## SHORT PROBLEM
Each entry below must be repeated word for word.

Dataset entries
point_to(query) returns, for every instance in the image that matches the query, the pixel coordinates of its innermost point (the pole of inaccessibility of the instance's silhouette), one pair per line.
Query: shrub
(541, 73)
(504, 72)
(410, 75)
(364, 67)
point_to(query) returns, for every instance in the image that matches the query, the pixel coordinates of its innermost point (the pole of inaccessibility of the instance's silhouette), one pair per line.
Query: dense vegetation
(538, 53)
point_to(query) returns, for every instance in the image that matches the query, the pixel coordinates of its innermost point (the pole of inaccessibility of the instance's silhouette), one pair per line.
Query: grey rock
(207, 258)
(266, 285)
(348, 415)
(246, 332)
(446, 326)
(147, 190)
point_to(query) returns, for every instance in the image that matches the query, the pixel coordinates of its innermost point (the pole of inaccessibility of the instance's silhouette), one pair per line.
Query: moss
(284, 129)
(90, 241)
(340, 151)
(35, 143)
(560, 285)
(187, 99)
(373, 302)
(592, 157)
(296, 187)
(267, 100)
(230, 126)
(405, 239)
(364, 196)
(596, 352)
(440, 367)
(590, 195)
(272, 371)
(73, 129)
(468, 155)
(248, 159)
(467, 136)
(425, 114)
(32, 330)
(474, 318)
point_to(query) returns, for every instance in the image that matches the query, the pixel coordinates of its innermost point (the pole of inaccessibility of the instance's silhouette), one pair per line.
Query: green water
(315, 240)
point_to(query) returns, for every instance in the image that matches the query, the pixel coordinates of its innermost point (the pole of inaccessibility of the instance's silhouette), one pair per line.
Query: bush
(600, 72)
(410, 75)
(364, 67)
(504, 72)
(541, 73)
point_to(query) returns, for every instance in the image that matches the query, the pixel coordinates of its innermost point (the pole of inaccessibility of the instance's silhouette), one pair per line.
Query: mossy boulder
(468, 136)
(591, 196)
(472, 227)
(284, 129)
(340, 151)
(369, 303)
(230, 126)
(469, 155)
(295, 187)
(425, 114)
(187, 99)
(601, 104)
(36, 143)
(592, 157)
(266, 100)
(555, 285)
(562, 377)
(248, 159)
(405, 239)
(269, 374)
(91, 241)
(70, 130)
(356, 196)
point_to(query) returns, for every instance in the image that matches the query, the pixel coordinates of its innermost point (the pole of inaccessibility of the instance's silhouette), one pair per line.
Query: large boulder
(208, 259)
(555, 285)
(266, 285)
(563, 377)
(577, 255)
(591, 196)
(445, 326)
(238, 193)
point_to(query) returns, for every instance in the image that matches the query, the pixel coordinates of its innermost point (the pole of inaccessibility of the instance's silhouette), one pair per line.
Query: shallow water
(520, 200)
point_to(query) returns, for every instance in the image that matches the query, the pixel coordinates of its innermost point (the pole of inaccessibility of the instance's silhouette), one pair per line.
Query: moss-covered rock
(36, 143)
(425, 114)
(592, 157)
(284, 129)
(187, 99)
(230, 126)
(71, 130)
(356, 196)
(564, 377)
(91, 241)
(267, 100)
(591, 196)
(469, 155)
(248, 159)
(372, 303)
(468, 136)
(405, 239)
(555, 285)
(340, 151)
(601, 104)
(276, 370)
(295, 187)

## RESPONSE TO THIS EXERCISE
point_to(query) returns, for every instance in the image that matches the query, the pixel coordinates of its innermost point (the pole of inaccessibility of the instance's silhouette), one pair per line.
Query: shrub
(541, 73)
(504, 72)
(410, 75)
(364, 67)
point_to(query) returns, for every instance in the image that matches the query, the pixel coordinates of its innermost point (the pole of inaccessibility of the instance's silhouette), one pair per line.
Query: dense vegetation
(538, 53)
point_to(query) returns, for every instance in the image that matches the query, the pixel coordinates of its innermost point (the pole of inaccessibility of the instance's silhouette), one pair per line.
Query: grey rock
(207, 258)
(266, 285)
(348, 415)
(246, 332)
(446, 326)
(147, 190)
point_to(query) returns, for every instance in the image that matches the query, the pixel coordinates of its innermost point (the pole of inaccessibility of the instance's silhouette), one pair per line.
Query: moss
(284, 129)
(90, 241)
(340, 151)
(35, 143)
(560, 285)
(187, 99)
(373, 302)
(592, 157)
(296, 187)
(267, 100)
(230, 126)
(405, 239)
(364, 196)
(596, 352)
(440, 367)
(590, 195)
(272, 371)
(73, 129)
(468, 155)
(248, 159)
(467, 136)
(425, 114)
(32, 330)
(474, 318)
point_to(query) returns, for every instance in the image that matches the query, the pixel coordinates of its innermost point (the pole of inaccessibility of the instance's silhouette), one pair per line.
Query: green water
(315, 240)
point_to(query) returns, for every instance in the image that matches the query, the pixel coordinates of its innermost point (the pole of inaccessibility of the instance's silhouette), one pair per line.
Query: bush
(600, 72)
(410, 75)
(364, 67)
(504, 72)
(541, 73)
point_to(query) returns, for every instance in the image that matches the query, the pixel coordinates of its innermost point (the pole of inaccessibility of the instance's silhouette), one pair per line.
Query: mossy boulder
(468, 136)
(591, 196)
(472, 227)
(284, 129)
(340, 151)
(369, 303)
(230, 126)
(469, 155)
(295, 187)
(425, 114)
(187, 99)
(601, 104)
(36, 143)
(592, 157)
(266, 100)
(555, 285)
(562, 377)
(248, 159)
(405, 239)
(269, 374)
(91, 241)
(70, 130)
(356, 196)
point_to(query) returns, for every instance in the image that matches the query, the pixel coordinates of its innermost point (the pole of inaccessibility of the instance's silhouette), one pair per line.
Query: large boulder
(208, 259)
(555, 285)
(266, 285)
(563, 377)
(577, 255)
(591, 196)
(445, 326)
(238, 193)
point_to(query) returns, for every instance in the image that matches the query, the pixel coordinates of its innermost point (the pole of inaccessibility of the instance's silhouette), one pair per line.
Query: shallow water
(520, 200)
point_to(query) returns, for every instance in the image that matches the query, the pixel coordinates of its innermost point (the pole of inaccessibility of the instance's silhouette), one pair per line.
Query: moss-covered rock
(36, 143)
(425, 114)
(592, 157)
(284, 129)
(187, 99)
(230, 126)
(71, 130)
(356, 196)
(564, 377)
(91, 241)
(267, 100)
(591, 196)
(469, 155)
(248, 159)
(372, 303)
(468, 136)
(405, 239)
(555, 285)
(340, 151)
(601, 104)
(276, 370)
(295, 187)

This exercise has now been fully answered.